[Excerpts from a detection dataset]
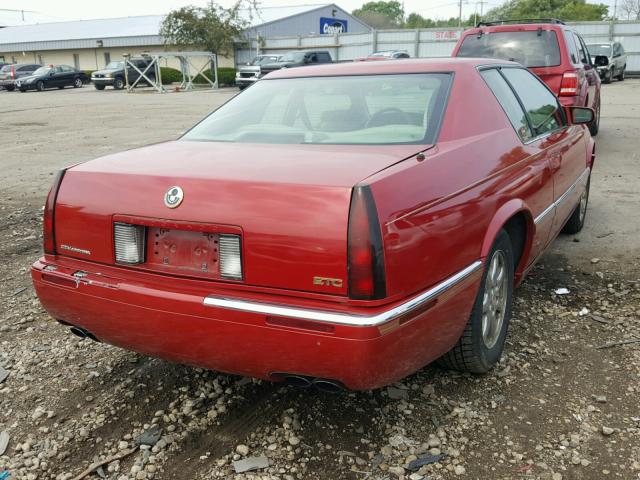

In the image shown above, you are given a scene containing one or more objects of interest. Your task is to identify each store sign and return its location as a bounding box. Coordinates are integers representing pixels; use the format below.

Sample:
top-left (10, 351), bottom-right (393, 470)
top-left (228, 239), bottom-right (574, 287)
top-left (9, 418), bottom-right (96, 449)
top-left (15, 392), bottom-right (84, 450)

top-left (436, 30), bottom-right (458, 40)
top-left (320, 17), bottom-right (347, 35)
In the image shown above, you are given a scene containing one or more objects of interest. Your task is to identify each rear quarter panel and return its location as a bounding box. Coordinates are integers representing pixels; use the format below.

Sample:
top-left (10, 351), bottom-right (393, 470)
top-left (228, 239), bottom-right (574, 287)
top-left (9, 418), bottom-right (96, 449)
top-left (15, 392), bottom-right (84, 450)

top-left (369, 68), bottom-right (553, 300)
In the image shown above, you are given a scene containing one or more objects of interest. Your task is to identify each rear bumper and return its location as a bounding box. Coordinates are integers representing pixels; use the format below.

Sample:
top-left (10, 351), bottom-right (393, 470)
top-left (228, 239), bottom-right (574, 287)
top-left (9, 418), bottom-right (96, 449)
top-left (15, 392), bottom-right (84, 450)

top-left (32, 257), bottom-right (482, 390)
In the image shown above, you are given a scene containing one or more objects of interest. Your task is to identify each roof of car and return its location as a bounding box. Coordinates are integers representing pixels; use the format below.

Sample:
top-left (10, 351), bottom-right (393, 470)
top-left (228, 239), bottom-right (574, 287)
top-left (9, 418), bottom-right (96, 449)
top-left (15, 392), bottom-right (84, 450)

top-left (265, 57), bottom-right (520, 79)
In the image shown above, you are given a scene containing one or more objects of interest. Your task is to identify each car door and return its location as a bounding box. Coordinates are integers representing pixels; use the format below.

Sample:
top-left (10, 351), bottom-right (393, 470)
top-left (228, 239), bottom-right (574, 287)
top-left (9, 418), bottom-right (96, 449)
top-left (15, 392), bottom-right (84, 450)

top-left (503, 68), bottom-right (588, 238)
top-left (480, 67), bottom-right (560, 262)
top-left (58, 65), bottom-right (76, 87)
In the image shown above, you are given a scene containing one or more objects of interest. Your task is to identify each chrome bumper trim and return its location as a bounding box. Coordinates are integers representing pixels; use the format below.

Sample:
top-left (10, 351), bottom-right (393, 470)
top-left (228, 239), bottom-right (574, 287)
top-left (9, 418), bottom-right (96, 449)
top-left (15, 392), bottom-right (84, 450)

top-left (204, 260), bottom-right (482, 327)
top-left (533, 168), bottom-right (591, 225)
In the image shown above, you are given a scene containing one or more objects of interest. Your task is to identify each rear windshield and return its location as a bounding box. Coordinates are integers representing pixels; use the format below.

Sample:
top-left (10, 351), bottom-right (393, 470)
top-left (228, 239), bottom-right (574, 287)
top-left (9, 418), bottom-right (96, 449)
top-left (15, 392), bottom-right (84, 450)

top-left (458, 30), bottom-right (560, 67)
top-left (182, 73), bottom-right (451, 145)
top-left (587, 44), bottom-right (611, 57)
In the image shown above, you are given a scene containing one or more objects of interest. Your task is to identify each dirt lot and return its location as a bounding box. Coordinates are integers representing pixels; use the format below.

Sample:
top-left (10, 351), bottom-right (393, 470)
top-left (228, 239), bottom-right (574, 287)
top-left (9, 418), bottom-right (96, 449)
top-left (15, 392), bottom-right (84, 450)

top-left (0, 80), bottom-right (640, 480)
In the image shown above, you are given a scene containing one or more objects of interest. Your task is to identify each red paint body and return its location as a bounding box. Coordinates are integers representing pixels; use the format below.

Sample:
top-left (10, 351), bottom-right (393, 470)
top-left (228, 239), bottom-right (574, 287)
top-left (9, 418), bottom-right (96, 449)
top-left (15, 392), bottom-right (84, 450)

top-left (451, 23), bottom-right (600, 113)
top-left (32, 59), bottom-right (593, 389)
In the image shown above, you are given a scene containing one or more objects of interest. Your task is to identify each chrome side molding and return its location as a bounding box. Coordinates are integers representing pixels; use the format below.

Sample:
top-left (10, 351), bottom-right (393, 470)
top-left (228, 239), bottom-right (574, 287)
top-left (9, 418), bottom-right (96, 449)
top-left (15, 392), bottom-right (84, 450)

top-left (533, 168), bottom-right (591, 225)
top-left (203, 260), bottom-right (482, 327)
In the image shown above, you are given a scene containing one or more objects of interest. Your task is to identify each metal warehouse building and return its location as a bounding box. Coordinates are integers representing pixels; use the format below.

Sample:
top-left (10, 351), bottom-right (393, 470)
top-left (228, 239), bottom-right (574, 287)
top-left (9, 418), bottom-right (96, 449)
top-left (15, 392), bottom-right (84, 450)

top-left (0, 4), bottom-right (370, 70)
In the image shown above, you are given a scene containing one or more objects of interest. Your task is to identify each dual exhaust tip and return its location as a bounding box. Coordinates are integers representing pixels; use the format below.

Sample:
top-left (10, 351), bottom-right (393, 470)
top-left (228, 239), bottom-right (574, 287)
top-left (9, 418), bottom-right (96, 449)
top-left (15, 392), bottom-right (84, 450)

top-left (69, 325), bottom-right (345, 393)
top-left (273, 373), bottom-right (345, 393)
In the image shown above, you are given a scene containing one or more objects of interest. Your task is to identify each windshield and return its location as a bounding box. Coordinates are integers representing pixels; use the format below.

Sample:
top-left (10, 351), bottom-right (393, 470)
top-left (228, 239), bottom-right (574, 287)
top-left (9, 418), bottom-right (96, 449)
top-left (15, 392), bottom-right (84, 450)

top-left (105, 62), bottom-right (124, 70)
top-left (280, 52), bottom-right (304, 63)
top-left (457, 30), bottom-right (560, 67)
top-left (33, 67), bottom-right (52, 75)
top-left (251, 55), bottom-right (280, 65)
top-left (182, 73), bottom-right (452, 145)
top-left (587, 44), bottom-right (611, 57)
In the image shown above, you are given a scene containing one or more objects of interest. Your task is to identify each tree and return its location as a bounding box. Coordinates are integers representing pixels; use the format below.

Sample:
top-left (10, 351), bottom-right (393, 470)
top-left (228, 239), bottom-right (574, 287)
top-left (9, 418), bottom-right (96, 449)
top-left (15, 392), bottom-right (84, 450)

top-left (352, 0), bottom-right (404, 28)
top-left (160, 0), bottom-right (256, 55)
top-left (484, 0), bottom-right (609, 21)
top-left (620, 0), bottom-right (640, 20)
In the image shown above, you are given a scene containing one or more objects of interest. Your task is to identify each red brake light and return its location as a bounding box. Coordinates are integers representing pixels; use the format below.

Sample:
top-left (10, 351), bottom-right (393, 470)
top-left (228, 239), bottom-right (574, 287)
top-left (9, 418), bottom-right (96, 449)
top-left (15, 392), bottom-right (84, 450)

top-left (348, 185), bottom-right (386, 299)
top-left (560, 71), bottom-right (578, 97)
top-left (42, 169), bottom-right (66, 255)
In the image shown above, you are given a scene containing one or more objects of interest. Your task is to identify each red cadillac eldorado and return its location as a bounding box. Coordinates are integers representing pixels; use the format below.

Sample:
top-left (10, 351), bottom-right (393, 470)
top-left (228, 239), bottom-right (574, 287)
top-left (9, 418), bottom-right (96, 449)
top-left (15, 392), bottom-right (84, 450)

top-left (32, 59), bottom-right (595, 390)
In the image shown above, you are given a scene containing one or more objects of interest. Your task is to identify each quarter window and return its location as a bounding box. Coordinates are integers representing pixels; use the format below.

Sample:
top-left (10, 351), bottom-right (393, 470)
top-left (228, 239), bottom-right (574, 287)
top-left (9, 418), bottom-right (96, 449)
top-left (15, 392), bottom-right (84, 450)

top-left (480, 69), bottom-right (532, 141)
top-left (502, 68), bottom-right (566, 136)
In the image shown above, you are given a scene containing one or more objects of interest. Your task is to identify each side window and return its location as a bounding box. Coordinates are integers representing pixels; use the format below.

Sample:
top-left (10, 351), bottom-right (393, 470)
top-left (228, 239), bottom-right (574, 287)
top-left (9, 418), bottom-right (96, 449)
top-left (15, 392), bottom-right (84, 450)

top-left (573, 33), bottom-right (589, 65)
top-left (564, 30), bottom-right (580, 65)
top-left (480, 68), bottom-right (533, 142)
top-left (502, 68), bottom-right (566, 136)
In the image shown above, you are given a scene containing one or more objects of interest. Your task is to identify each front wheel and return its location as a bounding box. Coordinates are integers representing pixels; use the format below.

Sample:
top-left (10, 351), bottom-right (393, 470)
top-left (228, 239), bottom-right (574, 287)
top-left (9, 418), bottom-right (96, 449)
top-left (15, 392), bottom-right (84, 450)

top-left (439, 230), bottom-right (514, 373)
top-left (562, 176), bottom-right (591, 234)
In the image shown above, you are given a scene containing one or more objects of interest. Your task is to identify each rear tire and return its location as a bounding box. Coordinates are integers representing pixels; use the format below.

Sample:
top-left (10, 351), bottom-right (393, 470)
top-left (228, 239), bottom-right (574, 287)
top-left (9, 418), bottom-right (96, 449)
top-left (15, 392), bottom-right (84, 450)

top-left (562, 175), bottom-right (591, 234)
top-left (438, 230), bottom-right (514, 373)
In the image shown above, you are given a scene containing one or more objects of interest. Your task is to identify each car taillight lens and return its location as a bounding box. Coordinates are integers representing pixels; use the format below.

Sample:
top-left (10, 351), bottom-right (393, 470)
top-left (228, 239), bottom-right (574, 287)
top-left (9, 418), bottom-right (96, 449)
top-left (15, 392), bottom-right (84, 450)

top-left (218, 234), bottom-right (242, 280)
top-left (560, 72), bottom-right (578, 97)
top-left (113, 222), bottom-right (146, 265)
top-left (42, 170), bottom-right (66, 255)
top-left (348, 185), bottom-right (386, 300)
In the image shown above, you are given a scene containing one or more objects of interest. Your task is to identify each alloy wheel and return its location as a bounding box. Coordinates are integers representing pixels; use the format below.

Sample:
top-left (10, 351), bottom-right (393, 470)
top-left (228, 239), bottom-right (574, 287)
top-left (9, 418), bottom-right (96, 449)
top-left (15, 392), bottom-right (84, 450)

top-left (482, 250), bottom-right (509, 348)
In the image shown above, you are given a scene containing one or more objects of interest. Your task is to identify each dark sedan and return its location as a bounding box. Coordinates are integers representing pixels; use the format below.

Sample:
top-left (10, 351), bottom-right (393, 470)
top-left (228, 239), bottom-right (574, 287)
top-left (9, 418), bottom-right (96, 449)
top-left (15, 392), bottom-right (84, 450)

top-left (15, 65), bottom-right (89, 92)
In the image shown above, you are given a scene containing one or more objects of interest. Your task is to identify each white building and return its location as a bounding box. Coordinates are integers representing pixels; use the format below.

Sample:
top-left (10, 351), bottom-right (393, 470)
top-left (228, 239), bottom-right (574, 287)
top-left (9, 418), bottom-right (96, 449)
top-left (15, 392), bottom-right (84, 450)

top-left (0, 4), bottom-right (370, 70)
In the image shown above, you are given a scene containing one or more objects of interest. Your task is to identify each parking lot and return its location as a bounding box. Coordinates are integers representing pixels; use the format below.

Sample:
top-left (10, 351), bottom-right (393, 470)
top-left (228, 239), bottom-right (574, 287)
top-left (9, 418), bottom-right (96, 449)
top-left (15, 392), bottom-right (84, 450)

top-left (0, 83), bottom-right (640, 480)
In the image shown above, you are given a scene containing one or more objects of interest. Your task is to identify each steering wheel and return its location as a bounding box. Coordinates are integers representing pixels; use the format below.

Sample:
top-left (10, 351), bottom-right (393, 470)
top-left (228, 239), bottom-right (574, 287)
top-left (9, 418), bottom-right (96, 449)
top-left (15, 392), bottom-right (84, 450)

top-left (365, 107), bottom-right (411, 128)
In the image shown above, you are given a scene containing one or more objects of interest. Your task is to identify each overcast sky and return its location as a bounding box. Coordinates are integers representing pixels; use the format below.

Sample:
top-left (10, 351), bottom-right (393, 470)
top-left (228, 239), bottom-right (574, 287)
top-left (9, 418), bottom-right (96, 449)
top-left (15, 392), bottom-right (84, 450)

top-left (0, 0), bottom-right (613, 21)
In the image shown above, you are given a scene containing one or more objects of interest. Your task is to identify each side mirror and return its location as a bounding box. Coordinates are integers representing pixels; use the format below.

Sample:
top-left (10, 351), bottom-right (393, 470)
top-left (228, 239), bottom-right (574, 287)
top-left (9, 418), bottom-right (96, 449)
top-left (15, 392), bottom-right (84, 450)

top-left (564, 107), bottom-right (596, 125)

--- DIRECTION ---
Starting at the line containing "each rear windshield" and ending at the line containing "top-left (0, 80), bottom-right (640, 480)", write out those lines again, substituting "rectangular region" for every "bounding box" and leaving all else unchanged.

--- EXPECTED ANSWER ---
In the image shown above, you are given a scene containing one or more objects of interest. Your task is to identify each rear windshield and return its location as a rectangular region. Coordinates are integers representing pixels; use the format below.

Sample:
top-left (10, 351), bottom-right (393, 470)
top-left (228, 239), bottom-right (574, 287)
top-left (9, 418), bottom-right (96, 449)
top-left (15, 392), bottom-right (84, 450)

top-left (458, 30), bottom-right (560, 67)
top-left (182, 73), bottom-right (451, 145)
top-left (587, 44), bottom-right (611, 57)
In the image shown above, you are given a scene containing one or more objects of interest. Your task is to identify each dirt lot and return its location as a rectangular region. Coordinates are integers representing pixels; use the format below.

Sample:
top-left (10, 351), bottom-right (393, 470)
top-left (228, 239), bottom-right (574, 287)
top-left (9, 418), bottom-right (96, 449)
top-left (15, 392), bottom-right (84, 450)

top-left (0, 80), bottom-right (640, 480)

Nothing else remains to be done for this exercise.